The etch came in yesterday and I had enough time to replace the image above with a scan ... then we lost power and my UPS didn't shut down my server, resulting in a harddrive failure and screwing up my wireless printer configuration. So, I've spent most of the day running down new drives, reconfiguring the printer (so I could print out big-o discounts for Best Buy) and now the server is doing its thing.

The bottom line is, I have not spent the day breaking down the material and finalizing the instructions as I'd hoped. Rather than going out tomorrow, I hope to be shipping on Friday.


----------



## Paulbo (Sep 16, 2004)

Whoo hoo! I fixed the server a half hour ahead of schedule. It's now time to drink heavily and get up tomorrow to do the instructions, and actually ship this puppy out!


----------



## Paulbo (Sep 16, 2004)

I spoke too soon about the server - it was still on the fritz on Thursday and it took all day to fix it. I got the instructions done on Friday and it shipped out on yesterday.

Today I put a set into one of my Galactica kits. I did them quick and didn't use the strongest adhesive, but I think these show how they work.


----------



## sg-99 (Jan 11, 2009)

That looks sharp!:thumbsup:


----------



## Styrofoam_Guy (May 4, 2004)

Very nice looking indeed


----------

Problem set
1 > Echo the forum thread from "The etch came" up to and including "shipping on Friday.".
2 > Answer these questions using the forum thread:
(a) What hardware failed after the UPS didn't shut down the server?
(b) On what day did the writer first hope to be shipping instead of "tomorrow"?
(c) What did the writer put a set into?
3 > Condense the forum thread paragraph beginning "The etch came in yesterday" into a short bulleted list that keeps its main facts.
The data below this point comes from a separate source.

Supplied data
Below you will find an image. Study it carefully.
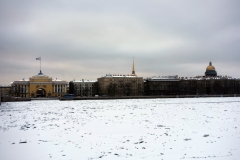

Response list
1 >
The etch came in yesterday and I had enough time to replace the image above with a scan ... then we lost power and my UPS didn't shut down my server, resulting in a harddrive failure and screwing up my wireless printer configuration. So, I've spent most of the day running down new drives, reconfiguring the printer (so I could print out big-o discounts for Best Buy) and now the server is doing its thing.

The bottom line is, I have not spent the day breaking down the material and finalizing the instructions as I'd hoped. Rather than going out tomorrow, I hope to be shipping on Friday.

2 >
(a) A hard drive.
(b) Friday.
(c) One of the writer's Galactica kits.

3 >
- The etch arrived yesterday, and I replaced the image with a scan.
- A power loss, with the UPS failing to shut down the server, caused a hard drive failure and broke the wireless printer configuration.
- Most of the day went to finding new drives and reconfiguring the printer to print Best Buy discounts.
- The server is now running again.